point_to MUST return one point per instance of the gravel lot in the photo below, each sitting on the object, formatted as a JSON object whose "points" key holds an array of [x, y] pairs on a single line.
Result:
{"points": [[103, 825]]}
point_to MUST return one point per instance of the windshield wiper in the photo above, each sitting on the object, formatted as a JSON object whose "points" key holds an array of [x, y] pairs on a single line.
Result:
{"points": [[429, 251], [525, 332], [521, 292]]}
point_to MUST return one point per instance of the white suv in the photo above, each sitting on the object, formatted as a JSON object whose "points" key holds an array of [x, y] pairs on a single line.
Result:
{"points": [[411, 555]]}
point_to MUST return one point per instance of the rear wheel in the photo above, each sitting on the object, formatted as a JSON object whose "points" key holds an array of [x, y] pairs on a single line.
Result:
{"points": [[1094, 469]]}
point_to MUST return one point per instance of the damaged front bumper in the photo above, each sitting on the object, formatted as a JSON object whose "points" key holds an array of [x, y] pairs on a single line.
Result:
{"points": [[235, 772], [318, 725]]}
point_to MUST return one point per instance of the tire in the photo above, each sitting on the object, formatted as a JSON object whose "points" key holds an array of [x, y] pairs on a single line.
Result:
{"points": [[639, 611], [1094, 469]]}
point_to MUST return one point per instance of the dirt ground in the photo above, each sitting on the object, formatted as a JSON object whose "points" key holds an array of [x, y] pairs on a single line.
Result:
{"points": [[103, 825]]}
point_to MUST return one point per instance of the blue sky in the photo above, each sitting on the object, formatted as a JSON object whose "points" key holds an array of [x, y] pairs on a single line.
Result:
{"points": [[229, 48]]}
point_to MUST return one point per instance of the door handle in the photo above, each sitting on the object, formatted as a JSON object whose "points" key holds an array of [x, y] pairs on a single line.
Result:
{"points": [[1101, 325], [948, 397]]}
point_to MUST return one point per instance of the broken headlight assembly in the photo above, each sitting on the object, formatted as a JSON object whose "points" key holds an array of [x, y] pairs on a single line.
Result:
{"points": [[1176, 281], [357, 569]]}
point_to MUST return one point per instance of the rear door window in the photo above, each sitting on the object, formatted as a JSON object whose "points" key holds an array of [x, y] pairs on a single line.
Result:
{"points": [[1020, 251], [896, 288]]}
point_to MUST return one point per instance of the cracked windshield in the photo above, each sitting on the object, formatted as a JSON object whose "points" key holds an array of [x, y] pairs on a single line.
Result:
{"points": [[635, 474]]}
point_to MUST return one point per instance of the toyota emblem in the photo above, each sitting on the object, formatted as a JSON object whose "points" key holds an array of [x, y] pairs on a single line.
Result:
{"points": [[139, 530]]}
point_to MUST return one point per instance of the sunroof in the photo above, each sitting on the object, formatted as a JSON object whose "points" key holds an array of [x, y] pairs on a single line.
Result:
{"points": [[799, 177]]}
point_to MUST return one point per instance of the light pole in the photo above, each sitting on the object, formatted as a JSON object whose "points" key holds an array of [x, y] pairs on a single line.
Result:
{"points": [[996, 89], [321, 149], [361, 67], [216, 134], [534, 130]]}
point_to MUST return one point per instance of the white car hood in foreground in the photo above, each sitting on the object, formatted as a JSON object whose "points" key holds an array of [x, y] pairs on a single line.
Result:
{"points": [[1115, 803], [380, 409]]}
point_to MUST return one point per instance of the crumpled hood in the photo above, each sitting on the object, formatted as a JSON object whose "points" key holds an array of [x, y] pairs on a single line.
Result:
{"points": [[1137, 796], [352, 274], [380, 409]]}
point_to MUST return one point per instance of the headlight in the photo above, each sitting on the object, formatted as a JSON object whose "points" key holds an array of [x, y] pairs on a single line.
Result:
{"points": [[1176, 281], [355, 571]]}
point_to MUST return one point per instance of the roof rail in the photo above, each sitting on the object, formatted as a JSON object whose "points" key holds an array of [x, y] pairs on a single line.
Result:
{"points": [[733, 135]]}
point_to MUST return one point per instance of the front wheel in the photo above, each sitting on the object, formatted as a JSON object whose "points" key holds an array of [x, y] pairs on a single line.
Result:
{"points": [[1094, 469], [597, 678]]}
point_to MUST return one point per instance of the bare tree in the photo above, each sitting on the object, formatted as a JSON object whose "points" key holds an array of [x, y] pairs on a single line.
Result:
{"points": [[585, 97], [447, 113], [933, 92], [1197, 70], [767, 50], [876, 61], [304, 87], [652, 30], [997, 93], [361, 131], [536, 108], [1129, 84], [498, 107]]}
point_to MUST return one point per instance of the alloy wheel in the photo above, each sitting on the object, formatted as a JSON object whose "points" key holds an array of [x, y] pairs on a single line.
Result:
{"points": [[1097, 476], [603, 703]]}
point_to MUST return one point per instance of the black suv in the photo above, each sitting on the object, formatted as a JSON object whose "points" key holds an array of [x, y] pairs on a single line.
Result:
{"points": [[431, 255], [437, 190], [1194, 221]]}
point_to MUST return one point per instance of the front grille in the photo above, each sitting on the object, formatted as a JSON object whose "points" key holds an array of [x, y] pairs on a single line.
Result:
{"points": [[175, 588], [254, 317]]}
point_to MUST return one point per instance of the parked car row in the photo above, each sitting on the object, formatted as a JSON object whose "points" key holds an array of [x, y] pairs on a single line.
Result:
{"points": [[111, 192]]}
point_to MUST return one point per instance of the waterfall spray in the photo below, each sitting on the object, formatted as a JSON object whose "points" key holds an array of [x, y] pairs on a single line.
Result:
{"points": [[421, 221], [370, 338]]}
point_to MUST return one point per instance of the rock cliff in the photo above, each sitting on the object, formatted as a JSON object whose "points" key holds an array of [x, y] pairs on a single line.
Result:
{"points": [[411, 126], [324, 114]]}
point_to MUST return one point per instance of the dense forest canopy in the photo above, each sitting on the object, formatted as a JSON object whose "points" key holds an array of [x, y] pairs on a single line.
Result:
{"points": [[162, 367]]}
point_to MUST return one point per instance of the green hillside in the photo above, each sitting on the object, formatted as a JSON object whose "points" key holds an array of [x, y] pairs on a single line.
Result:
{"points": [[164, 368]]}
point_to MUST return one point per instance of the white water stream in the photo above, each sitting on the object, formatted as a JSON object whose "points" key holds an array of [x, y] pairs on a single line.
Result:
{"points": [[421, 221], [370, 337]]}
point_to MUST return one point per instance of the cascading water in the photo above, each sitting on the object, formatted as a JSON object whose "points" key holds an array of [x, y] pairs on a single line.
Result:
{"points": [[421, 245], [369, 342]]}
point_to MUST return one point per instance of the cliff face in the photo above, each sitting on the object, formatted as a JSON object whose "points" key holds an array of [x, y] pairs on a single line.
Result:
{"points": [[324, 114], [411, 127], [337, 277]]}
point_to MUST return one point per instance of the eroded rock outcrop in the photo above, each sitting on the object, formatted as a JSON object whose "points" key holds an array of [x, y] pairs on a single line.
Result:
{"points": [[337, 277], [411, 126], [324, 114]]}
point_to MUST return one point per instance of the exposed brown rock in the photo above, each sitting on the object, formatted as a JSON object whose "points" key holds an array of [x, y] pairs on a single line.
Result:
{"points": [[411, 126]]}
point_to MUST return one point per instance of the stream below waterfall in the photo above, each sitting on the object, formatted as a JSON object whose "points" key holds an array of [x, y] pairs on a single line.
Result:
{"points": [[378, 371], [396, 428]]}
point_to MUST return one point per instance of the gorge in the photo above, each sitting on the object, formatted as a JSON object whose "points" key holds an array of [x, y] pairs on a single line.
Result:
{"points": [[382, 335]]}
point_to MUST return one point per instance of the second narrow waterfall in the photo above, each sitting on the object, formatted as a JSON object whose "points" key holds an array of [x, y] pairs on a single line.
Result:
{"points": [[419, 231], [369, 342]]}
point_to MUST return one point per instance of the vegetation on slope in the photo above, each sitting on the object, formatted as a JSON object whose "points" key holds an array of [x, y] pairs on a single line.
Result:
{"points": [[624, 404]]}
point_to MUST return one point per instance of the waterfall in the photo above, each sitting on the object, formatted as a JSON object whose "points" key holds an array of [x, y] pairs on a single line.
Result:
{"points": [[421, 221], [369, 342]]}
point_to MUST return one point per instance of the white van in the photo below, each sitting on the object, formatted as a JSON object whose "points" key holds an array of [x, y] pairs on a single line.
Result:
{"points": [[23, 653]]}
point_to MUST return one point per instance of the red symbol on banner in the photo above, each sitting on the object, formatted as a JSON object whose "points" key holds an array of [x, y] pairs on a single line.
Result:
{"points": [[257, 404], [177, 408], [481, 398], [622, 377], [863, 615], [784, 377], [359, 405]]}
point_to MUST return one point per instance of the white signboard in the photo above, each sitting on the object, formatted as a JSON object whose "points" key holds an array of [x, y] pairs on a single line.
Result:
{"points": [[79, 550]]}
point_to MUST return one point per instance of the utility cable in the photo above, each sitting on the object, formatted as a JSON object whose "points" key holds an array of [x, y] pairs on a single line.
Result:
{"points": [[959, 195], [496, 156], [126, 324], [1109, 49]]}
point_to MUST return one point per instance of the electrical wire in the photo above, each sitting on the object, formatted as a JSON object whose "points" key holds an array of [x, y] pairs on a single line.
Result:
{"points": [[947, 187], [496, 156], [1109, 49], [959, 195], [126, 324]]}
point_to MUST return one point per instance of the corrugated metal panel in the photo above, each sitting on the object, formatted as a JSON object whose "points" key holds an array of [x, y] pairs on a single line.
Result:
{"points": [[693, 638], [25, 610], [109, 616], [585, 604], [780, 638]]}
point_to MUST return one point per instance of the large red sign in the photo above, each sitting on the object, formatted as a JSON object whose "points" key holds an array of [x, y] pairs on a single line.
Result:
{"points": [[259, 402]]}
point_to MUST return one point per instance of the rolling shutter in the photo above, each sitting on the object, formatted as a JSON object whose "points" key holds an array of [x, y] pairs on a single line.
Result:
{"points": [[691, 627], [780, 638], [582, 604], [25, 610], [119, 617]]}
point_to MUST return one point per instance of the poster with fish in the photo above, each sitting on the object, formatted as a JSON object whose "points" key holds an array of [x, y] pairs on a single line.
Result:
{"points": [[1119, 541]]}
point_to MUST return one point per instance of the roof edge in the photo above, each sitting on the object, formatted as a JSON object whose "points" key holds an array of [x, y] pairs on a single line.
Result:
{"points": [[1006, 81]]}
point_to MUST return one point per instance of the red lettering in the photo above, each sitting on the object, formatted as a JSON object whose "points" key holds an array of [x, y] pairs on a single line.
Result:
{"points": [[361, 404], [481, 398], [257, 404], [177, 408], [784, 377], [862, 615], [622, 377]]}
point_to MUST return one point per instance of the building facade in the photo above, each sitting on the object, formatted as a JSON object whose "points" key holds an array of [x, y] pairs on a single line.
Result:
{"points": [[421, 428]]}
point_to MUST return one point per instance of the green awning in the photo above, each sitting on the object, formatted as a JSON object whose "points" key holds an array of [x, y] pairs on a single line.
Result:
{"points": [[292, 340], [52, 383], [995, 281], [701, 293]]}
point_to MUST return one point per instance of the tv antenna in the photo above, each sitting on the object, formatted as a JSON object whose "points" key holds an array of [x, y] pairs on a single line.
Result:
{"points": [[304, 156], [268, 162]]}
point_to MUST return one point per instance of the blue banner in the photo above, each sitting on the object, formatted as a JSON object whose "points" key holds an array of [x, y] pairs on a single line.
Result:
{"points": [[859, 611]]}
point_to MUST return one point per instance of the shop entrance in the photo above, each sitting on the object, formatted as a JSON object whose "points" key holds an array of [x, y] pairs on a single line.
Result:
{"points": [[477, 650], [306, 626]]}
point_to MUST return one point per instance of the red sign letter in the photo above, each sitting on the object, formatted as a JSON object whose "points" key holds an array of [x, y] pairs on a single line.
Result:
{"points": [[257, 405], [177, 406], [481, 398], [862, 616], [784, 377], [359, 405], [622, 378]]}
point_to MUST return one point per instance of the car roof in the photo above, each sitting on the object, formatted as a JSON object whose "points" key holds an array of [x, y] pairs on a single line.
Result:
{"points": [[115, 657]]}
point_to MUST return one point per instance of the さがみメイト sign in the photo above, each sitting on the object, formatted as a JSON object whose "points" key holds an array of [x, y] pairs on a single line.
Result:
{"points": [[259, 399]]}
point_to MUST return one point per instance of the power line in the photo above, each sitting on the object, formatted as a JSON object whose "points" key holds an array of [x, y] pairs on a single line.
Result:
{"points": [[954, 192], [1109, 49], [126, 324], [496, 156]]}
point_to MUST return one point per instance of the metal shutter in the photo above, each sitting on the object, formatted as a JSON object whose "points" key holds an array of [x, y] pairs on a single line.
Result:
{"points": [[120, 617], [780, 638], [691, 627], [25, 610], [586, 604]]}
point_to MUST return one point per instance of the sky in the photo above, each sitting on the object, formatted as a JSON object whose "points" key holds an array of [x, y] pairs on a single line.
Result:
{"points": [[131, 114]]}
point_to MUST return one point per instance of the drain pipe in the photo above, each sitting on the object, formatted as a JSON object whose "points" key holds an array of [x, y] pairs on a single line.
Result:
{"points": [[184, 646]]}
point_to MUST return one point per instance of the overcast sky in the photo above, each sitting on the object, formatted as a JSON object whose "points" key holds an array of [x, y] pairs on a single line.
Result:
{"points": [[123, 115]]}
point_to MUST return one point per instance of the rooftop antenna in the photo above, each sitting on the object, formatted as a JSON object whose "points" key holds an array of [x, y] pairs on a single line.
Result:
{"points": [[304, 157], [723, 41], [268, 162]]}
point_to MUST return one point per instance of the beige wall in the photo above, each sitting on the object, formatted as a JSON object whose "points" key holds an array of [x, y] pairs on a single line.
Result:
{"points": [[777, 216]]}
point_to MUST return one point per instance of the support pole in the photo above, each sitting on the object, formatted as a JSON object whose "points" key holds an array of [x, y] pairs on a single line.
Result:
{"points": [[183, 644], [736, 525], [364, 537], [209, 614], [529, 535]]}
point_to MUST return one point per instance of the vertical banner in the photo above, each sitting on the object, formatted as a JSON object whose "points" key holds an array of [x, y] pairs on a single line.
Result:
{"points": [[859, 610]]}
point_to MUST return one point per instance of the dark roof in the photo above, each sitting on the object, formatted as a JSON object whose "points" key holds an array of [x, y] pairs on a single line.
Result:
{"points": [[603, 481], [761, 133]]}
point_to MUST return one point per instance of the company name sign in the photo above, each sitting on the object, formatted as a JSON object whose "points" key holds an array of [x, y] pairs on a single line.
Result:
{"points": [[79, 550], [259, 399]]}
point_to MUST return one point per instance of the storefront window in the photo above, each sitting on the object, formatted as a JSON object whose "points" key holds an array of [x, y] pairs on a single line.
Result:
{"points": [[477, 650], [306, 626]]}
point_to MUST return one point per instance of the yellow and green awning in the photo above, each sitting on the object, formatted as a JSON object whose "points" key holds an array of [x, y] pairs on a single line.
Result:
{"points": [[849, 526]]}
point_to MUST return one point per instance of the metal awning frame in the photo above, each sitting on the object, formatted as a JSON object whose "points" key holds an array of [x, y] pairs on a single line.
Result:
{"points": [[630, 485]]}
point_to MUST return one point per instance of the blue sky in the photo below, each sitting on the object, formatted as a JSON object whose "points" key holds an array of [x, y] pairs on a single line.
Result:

Objective:
Everything from the line with "point_to MUST return one point per instance of the company" to the end of the listing above needs to be duplicated exactly, both end lines included, with nothing more.

Response for this exercise:
point_to MUST return one point per instance of the company name sign in the photo above, each sitting on the object, formatted as a JSON object whose "points" key holds an array of [x, y] pairs on a single line.
Result:
{"points": [[79, 550], [259, 399]]}
point_to MUST return one point per instance of the storefront window in the photo above, each sitting on the object, formatted as a JSON object whose "points" key holds an array of [x, y] pairs on a single line.
Result:
{"points": [[477, 650], [306, 626]]}
point_to MUST return one point per instance of the yellow and green awning in the photo above, each sitting on the object, formatted as a JSON object whose "points" key holds an array of [x, y] pairs on a single line.
Result:
{"points": [[849, 526]]}
point_to MUST return one point per instance of the metal awning frame in the photo above, each sitting on the object, formatted as a JSON object whose "points" key holds an array of [x, y] pairs on a single line.
Result:
{"points": [[630, 485]]}
point_to MUST return one point per instance of the blue sky in the photo below, each sitting on the object, formatted as a JSON object whose "points" key holds an array of [x, y] pairs on a single line.
Result:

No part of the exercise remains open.